[[ PASSAGE PROVIDED open ]]

THE STAIN ON MY FAITH

I grew up Catholic. And, this Memorial Day weekend featured two events around that faith – remembering my devoutly Catholic, Irish father on the occasion of his 90th birthday and binge-watching the new documentary series on Netflix, “The Keepers,” which tells the story of an investigation into the yet-unsolved 1969 murder of Sister Catherine Ceznik, who was a beloved teacher at a local girls’ high school in Baltimore run by the Roman Catholic Archdiocese of Baltimore. I’m not giving away the story when I say that the investigation at the heart of “The Keepers” also leads to allegations of sexual abuse and cover-up by the Church.

Both my parents were devout Catholics from baptism to death. My mother attended an all-girls Catholic high school in Rhode Island and my father was an usher at our local parish church throughout my childhood in Florida. He even played football for the local Providence Knights of Columbus league back in the 1950s. Both my brother and I attended Catholic schools during our elementary years until a job loss meant my parents could no longer afford the tuition.

[[ PASSAGE PROVIDED closed ]]
[[ INPUT DATA open ]]

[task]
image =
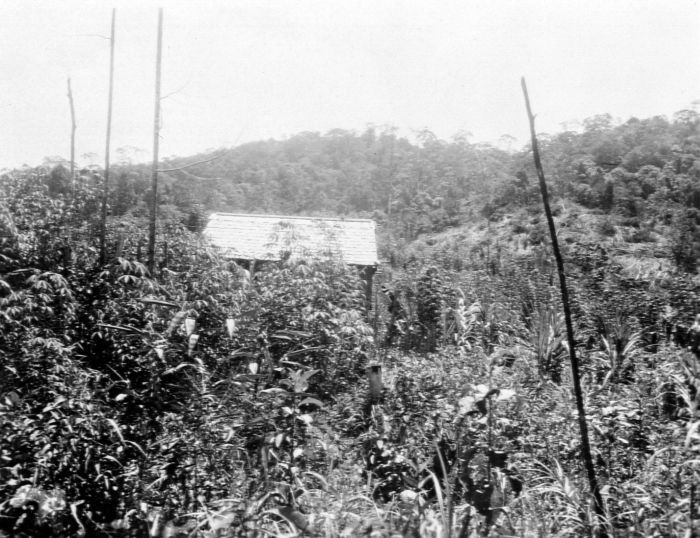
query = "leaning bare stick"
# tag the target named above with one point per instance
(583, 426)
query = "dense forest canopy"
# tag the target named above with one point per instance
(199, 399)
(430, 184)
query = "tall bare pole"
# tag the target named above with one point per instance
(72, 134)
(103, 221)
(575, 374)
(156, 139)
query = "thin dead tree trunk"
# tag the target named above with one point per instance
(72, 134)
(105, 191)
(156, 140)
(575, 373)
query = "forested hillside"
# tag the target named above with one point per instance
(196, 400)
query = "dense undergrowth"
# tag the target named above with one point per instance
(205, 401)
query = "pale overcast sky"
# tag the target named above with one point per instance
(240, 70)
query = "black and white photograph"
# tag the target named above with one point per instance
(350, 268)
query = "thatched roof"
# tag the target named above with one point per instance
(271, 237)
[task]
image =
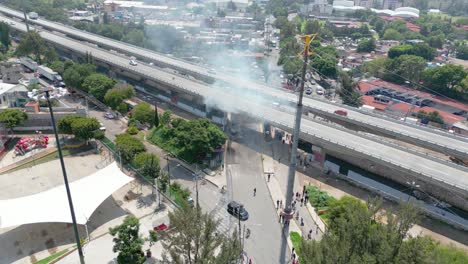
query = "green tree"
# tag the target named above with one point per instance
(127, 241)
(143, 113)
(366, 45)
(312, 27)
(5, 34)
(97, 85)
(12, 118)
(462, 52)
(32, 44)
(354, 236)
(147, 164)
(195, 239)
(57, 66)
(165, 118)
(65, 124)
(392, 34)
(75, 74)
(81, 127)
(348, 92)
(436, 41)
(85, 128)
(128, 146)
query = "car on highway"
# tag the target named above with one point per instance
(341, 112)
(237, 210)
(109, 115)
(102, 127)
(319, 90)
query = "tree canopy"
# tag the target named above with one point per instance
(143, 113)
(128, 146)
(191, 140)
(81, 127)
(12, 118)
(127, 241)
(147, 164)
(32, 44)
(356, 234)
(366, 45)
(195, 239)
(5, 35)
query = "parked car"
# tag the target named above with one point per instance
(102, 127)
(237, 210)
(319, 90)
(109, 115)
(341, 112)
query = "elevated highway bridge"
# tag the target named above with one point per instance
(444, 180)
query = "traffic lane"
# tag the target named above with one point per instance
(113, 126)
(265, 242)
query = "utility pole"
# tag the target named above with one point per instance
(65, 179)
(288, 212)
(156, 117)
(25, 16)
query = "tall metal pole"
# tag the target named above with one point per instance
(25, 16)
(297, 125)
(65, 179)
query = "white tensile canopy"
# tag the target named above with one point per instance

[[ INPUT DATA closed ]]

● PROBLEM TO WORK ON
In the text "The Stain on My Faith," why did the writer and the writer's brother stop attending Catholic schools?

● ANSWER BELOW
They attended Catholic schools during their elementary years until a job loss meant their parents could no longer afford the tuition.